**Work instructions:** Check which lines in the records hold "artwork" and report how many there are, with no other text.

[Point localization data]
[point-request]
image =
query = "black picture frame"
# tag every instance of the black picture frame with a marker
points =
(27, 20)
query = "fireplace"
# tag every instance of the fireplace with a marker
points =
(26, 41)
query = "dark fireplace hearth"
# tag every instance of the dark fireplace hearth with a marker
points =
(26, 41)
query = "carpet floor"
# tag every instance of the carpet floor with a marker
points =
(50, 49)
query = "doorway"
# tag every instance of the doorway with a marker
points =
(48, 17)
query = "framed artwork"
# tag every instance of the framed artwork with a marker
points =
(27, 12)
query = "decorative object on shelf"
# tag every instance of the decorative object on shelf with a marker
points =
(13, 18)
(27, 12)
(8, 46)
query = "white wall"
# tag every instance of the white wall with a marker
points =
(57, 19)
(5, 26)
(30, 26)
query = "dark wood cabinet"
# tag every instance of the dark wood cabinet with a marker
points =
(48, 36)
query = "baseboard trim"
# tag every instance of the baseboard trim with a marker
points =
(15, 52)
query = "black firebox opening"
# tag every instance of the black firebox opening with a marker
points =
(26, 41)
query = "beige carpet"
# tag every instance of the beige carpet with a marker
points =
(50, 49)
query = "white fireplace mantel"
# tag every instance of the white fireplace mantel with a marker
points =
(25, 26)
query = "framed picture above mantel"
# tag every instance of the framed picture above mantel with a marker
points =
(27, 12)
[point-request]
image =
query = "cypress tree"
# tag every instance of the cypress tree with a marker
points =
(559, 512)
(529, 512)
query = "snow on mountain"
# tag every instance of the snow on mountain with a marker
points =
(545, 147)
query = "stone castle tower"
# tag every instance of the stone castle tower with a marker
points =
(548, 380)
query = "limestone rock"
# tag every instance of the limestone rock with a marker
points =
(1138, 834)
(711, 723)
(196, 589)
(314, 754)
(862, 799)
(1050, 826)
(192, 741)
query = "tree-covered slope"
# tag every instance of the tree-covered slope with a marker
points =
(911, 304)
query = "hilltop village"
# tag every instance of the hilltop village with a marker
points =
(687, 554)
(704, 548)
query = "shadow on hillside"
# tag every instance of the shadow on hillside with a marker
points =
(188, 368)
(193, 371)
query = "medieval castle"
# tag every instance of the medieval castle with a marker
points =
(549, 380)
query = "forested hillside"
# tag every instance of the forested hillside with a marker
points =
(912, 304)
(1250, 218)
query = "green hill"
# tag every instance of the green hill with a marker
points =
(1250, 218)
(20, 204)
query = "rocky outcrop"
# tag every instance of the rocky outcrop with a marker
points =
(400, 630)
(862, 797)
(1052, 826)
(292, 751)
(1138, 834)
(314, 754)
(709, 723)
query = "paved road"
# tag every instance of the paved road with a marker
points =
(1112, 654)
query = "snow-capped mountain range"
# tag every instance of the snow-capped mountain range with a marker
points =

**Result for this exercise:** 2